** Opening Listed records block **

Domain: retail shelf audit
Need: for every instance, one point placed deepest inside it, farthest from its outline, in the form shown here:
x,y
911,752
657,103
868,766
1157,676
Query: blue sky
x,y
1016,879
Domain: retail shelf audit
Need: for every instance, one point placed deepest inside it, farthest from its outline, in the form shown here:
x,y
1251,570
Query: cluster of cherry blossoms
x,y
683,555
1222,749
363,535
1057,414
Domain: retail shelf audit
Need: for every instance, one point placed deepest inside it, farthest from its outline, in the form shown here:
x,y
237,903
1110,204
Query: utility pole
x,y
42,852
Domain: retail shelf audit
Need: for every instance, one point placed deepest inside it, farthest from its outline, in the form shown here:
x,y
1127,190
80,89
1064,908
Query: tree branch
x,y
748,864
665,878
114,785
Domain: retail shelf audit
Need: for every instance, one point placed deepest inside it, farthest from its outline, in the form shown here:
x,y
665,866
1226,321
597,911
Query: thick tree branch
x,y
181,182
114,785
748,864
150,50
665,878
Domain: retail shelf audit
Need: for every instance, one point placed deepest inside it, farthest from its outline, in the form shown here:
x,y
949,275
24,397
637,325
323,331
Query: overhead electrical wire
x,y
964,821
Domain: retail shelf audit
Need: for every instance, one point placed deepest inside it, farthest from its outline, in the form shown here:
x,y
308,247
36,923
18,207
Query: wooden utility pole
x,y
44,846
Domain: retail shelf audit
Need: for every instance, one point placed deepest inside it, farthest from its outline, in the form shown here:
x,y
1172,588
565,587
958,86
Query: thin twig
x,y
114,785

** Closing Listed records block **

= The task =
The full set of records should be duplicated exactly.

= The answer =
Domain: retail shelf audit
Need: for every instance, one point placed deepest inside it, farthest from its outline, in the form shown here:
x,y
911,752
657,103
868,766
1157,676
Query: blue sky
x,y
1016,879
Domain: retail shelf audit
Need: for every instance, one point placed deepest inside it, farthest from its outline, in the form shown here:
x,y
1251,570
Query: cluster of cherry blossoms
x,y
683,555
1222,749
363,535
1057,414
Domain: retail shelf audit
Need: for every instance, one point placed deepest inside it, farthest from its outline, in the form shown here:
x,y
237,903
1110,204
Query: utility pole
x,y
42,852
Domain: retail shelf audit
Need: for every instance, one point placed deepest inside it, farthest from its outline, in the form shown here:
x,y
1127,190
80,89
1064,908
Query: tree branch
x,y
748,864
665,878
114,785
Domain: retail shelf audit
Need: for every instance, one point placed deepest inside it, farthest from its outline, in the form shown here:
x,y
665,866
1226,321
597,911
Query: thick tree branch
x,y
181,182
114,785
748,864
150,50
665,878
Domain: retail shelf audit
Need: for every instance, one point placed deepest inside it, farthest from its outline, in the form shown here:
x,y
949,275
24,397
637,325
323,331
Query: overhead electrical wire
x,y
964,821
Domain: retail shelf audit
Need: for every instance, one point placed deepest inside it, farthest from its outline, in the form shown here:
x,y
308,247
36,923
18,207
Query: wooden utility pole
x,y
44,846
Domain: retail shelf audit
Need: for every instance, one point placed deepest inside it, farthest from its outline, in the form shown here:
x,y
1172,588
565,587
958,86
Query: thin twig
x,y
114,785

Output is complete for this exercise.